EXERCISE OBJECTIVE: Except for the pictures, retype the records that follow exactly.

SOURCE DATA:
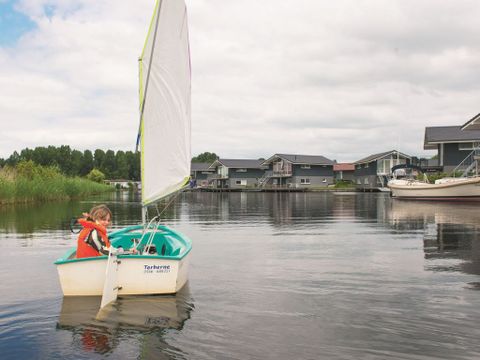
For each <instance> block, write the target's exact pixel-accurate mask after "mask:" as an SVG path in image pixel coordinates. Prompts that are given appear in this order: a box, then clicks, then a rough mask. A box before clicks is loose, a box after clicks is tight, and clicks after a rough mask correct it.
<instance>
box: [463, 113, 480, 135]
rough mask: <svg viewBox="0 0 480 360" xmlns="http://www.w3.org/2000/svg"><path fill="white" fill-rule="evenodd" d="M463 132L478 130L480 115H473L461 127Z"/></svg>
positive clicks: (478, 126) (479, 119) (479, 122)
mask: <svg viewBox="0 0 480 360" xmlns="http://www.w3.org/2000/svg"><path fill="white" fill-rule="evenodd" d="M464 130H469V131H470V130H480V114H477V115H475V116H474V117H473V118H471V119H470V120H468V121H467V122H466V123H465V124H463V125H462V131H464Z"/></svg>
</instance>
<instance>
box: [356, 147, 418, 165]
mask: <svg viewBox="0 0 480 360" xmlns="http://www.w3.org/2000/svg"><path fill="white" fill-rule="evenodd" d="M397 153H398V156H401V157H404V158H408V159H411V156H409V155H406V154H404V153H401V152H400V151H397V150H390V151H385V152H383V153H378V154H373V155H369V156H367V157H366V158H363V159H360V160H358V161H355V164H366V163H369V162H372V161H377V160H379V159H382V158H384V157H386V156H388V155H394V156H397Z"/></svg>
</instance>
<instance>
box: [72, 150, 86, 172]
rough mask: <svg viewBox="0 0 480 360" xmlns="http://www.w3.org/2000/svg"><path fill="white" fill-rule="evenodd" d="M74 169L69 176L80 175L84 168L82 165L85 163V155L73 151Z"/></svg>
mask: <svg viewBox="0 0 480 360" xmlns="http://www.w3.org/2000/svg"><path fill="white" fill-rule="evenodd" d="M71 157H72V161H71V164H72V167H71V170H70V173H69V175H72V176H75V175H78V174H79V173H80V169H81V168H82V163H83V153H82V152H81V151H78V150H72V155H71Z"/></svg>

RESPONSE TO THIS EXERCISE:
For each <instance> block, write the target's exact pixel-accurate mask after "mask:" as an SVG path in image pixel coordinates. Prompts that are given appear in this order: a box, then clicks, then a rough mask. A box before clicks is loose, a box after clicks is tight, and clicks after a rough mask correct it.
<instance>
box: [463, 113, 480, 135]
rough mask: <svg viewBox="0 0 480 360" xmlns="http://www.w3.org/2000/svg"><path fill="white" fill-rule="evenodd" d="M463 132L478 130L480 115H473L461 127Z"/></svg>
positive clicks: (478, 126) (479, 119) (479, 122)
mask: <svg viewBox="0 0 480 360" xmlns="http://www.w3.org/2000/svg"><path fill="white" fill-rule="evenodd" d="M464 130H469V131H470V130H480V114H477V115H475V116H474V117H473V118H471V119H470V120H468V121H467V122H466V123H465V124H463V125H462V131H464Z"/></svg>
</instance>
<instance>
box: [356, 147, 418, 165]
mask: <svg viewBox="0 0 480 360" xmlns="http://www.w3.org/2000/svg"><path fill="white" fill-rule="evenodd" d="M397 153H398V156H401V157H404V158H408V159H411V156H409V155H406V154H404V153H401V152H400V151H397V150H390V151H385V152H383V153H378V154H373V155H369V156H367V157H366V158H363V159H360V160H358V161H355V164H366V163H369V162H372V161H377V160H379V159H382V158H384V157H386V156H388V155H394V156H397Z"/></svg>
</instance>
<instance>
box: [72, 150, 86, 172]
rough mask: <svg viewBox="0 0 480 360" xmlns="http://www.w3.org/2000/svg"><path fill="white" fill-rule="evenodd" d="M74 169L69 176L80 175L84 168L82 165L85 163V155L73 151Z"/></svg>
mask: <svg viewBox="0 0 480 360" xmlns="http://www.w3.org/2000/svg"><path fill="white" fill-rule="evenodd" d="M71 157H72V161H71V164H72V167H71V170H70V173H69V175H72V176H75V175H78V174H79V173H80V169H81V168H82V163H83V153H82V152H81V151H78V150H72V155H71Z"/></svg>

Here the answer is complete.